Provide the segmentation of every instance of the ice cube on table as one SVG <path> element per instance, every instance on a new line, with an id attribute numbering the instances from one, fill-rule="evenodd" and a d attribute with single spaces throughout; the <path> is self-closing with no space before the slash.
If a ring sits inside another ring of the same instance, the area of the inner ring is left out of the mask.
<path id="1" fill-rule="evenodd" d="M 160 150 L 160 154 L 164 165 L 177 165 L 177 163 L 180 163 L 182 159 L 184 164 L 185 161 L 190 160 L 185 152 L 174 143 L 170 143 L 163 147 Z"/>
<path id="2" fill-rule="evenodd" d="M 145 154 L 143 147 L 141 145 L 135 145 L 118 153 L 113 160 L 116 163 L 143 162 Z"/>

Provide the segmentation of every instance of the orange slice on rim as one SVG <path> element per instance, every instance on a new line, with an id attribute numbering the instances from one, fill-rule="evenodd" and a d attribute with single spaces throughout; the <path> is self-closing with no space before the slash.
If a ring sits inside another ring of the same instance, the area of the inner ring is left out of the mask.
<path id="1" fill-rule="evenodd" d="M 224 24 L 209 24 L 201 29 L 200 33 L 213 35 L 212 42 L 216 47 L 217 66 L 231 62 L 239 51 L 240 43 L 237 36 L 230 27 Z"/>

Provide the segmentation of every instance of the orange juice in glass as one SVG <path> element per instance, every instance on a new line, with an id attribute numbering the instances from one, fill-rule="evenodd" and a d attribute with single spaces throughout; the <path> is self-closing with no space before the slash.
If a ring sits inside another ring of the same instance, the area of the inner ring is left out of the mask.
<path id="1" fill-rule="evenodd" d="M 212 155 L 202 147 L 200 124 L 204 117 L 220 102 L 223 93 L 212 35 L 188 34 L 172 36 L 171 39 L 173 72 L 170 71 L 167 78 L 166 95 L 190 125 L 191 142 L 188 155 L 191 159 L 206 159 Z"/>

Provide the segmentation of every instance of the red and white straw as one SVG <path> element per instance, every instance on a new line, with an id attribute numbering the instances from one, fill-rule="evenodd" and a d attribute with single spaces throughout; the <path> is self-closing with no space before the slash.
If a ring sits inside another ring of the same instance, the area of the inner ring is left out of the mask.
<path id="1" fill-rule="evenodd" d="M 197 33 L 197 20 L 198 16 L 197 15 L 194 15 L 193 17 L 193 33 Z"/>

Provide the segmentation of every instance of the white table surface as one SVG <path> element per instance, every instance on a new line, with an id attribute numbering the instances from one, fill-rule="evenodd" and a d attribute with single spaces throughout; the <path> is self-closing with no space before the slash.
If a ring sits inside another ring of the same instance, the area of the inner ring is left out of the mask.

::::

OBJECTIVE: Copy every line of the records above exactly, with nothing added or left out.

ANSWER TO THE EXERCISE:
Provide the segmentation of every instance of the ice cube on table as one SVG <path> element per instance, every instance on a new line, with an id attribute numbering the instances from one, fill-rule="evenodd" and a d attribute with single spaces throughout; the <path> is self-closing with no space before the slash.
If a ring sits inside another ring of the same instance, the area of the inner ring is left out of the mask.
<path id="1" fill-rule="evenodd" d="M 160 150 L 160 154 L 164 165 L 177 165 L 177 163 L 180 163 L 182 159 L 184 164 L 185 161 L 190 160 L 185 152 L 174 143 L 170 143 L 163 147 Z"/>
<path id="2" fill-rule="evenodd" d="M 145 154 L 143 147 L 141 145 L 135 145 L 118 153 L 113 160 L 116 163 L 143 162 Z"/>

Provide the segmentation of every instance of the orange slice on rim as one SVG <path> element per instance, every instance on a new line, with an id attribute numbering the instances from one, fill-rule="evenodd" and a d attribute with single spaces throughout; the <path> is self-closing with no space before the slash.
If a ring sits inside another ring of the same instance, the area of the inner ring is left out of the mask.
<path id="1" fill-rule="evenodd" d="M 224 24 L 209 24 L 201 29 L 200 33 L 213 35 L 212 42 L 216 47 L 217 66 L 231 62 L 239 51 L 240 43 L 237 36 L 230 27 Z"/>

Provide the segmentation of every instance of the orange juice in glass as one SVG <path> element per instance, every instance on a new line, with an id attribute numbering the instances from one, fill-rule="evenodd" and a d attribute with single spaces throughout; the <path> is self-closing with no space before the slash.
If a ring sits inside another ring of the same instance, the area of the inner ring is left out of the mask.
<path id="1" fill-rule="evenodd" d="M 212 155 L 202 147 L 200 124 L 204 117 L 220 102 L 223 93 L 212 35 L 188 34 L 172 36 L 171 39 L 173 72 L 170 71 L 167 78 L 166 95 L 190 125 L 191 142 L 188 155 L 191 159 L 206 159 Z"/>

Provide the segmentation of every instance of the red and white straw as one SVG <path> element per instance, every instance on a new line, with an id attribute numbering the instances from one, fill-rule="evenodd" and a d attribute with single spaces throughout; the <path> is self-closing with no space before the slash.
If a ring sits inside another ring of the same instance, the area of the inner ring is left out of the mask.
<path id="1" fill-rule="evenodd" d="M 197 33 L 197 20 L 198 16 L 197 15 L 194 15 L 193 17 L 193 33 Z"/>

Provide the segmentation of every instance of the white table surface as one SVG <path> element per instance, every instance on a new line, with an id attribute numbering the instances from one, fill-rule="evenodd" and a d attribute with single spaces throughout; the <path> is self-closing with no space before the slash.
If a ring sits inside another ring of the same instance, the area of the inner ring is left out of the mask.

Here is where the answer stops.